What is asked:
Please recast the stretch of the listing below, from the line containing "field in the photo above." through the end of the listing, as a numbered list with blank lines left out.

* START Records for this task *

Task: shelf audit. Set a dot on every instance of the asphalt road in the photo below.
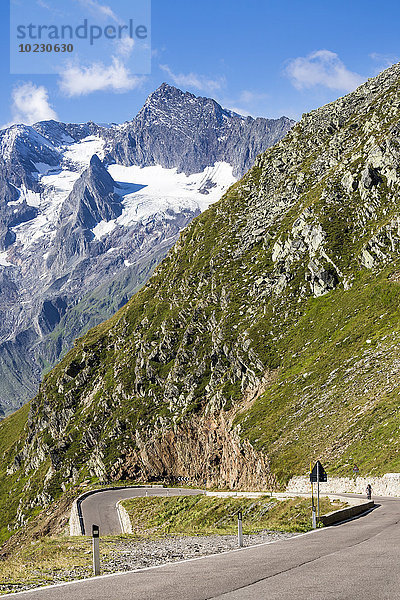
(357, 560)
(100, 508)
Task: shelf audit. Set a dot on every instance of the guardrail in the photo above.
(76, 523)
(346, 513)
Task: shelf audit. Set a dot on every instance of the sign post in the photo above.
(317, 474)
(240, 530)
(96, 549)
(314, 518)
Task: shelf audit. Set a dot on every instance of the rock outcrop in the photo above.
(268, 336)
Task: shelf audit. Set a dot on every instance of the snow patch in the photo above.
(164, 192)
(4, 262)
(103, 228)
(80, 153)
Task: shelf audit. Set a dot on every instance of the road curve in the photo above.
(351, 561)
(100, 508)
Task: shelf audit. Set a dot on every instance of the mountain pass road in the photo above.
(356, 560)
(100, 508)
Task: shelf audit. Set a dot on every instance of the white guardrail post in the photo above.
(96, 549)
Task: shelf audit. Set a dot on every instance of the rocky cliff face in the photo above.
(88, 212)
(177, 129)
(268, 336)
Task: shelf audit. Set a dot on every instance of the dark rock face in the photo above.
(53, 281)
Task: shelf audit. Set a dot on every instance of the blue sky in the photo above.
(256, 57)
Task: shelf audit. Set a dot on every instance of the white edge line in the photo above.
(179, 562)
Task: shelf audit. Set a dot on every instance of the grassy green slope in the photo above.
(233, 324)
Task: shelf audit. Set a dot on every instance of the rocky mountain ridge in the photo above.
(268, 337)
(88, 211)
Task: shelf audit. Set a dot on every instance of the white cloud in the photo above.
(124, 46)
(193, 80)
(79, 80)
(100, 9)
(322, 67)
(249, 97)
(30, 104)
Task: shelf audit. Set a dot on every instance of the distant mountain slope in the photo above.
(85, 208)
(268, 337)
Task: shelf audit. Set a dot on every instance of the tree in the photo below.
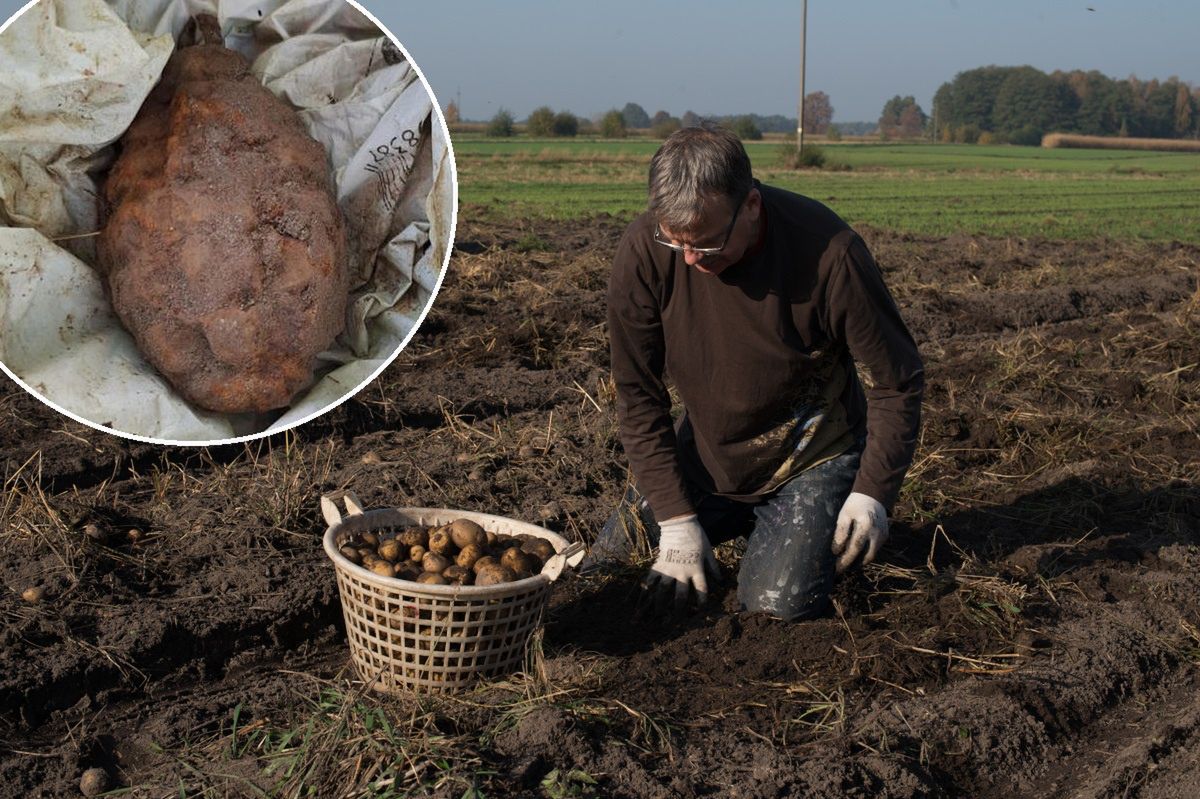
(817, 113)
(967, 100)
(665, 127)
(659, 118)
(1185, 112)
(565, 124)
(745, 130)
(612, 125)
(501, 124)
(541, 121)
(1031, 103)
(901, 118)
(635, 115)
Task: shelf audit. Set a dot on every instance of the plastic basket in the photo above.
(433, 638)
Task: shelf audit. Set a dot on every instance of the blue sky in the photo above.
(721, 58)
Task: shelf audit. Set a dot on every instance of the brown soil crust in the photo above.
(1032, 629)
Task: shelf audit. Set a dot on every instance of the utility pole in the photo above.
(799, 116)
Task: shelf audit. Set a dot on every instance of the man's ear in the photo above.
(754, 202)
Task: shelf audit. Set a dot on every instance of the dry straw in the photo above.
(1119, 143)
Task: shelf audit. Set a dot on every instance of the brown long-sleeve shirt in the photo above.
(762, 356)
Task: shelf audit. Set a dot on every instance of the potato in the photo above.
(390, 550)
(432, 578)
(435, 562)
(463, 533)
(495, 575)
(483, 563)
(223, 250)
(515, 559)
(441, 541)
(459, 575)
(469, 554)
(94, 782)
(540, 547)
(413, 536)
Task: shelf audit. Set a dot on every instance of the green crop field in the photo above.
(935, 190)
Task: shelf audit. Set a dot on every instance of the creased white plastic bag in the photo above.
(75, 73)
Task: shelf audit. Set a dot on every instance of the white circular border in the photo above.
(420, 319)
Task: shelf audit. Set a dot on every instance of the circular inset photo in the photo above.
(219, 218)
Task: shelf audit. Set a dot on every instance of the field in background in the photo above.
(929, 190)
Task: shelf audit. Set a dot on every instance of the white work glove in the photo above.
(684, 553)
(863, 522)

* END Records for this task *

Answer to the problem:
1. Task: shelf audit. Set a dot on every instance of the green crop field in the photo above.
2. (935, 190)
3. Task: shelf audit. Set a dot on every instance of the creased white plastic bag in the photo above.
4. (75, 73)
5. Task: shelf audit. Set a dot on every instance of the white circular border in the photo above.
6. (420, 319)
7. Task: shelf audit. Set a dot on every instance of the circular inset photo in the photo above.
8. (219, 218)
9. Task: shelf audit. Set a dot on every instance of the field in background in the photo above.
10. (929, 190)
11. Task: shelf audit. Set a dot on every instance of the white work glove in the photo above.
12. (684, 553)
13. (863, 522)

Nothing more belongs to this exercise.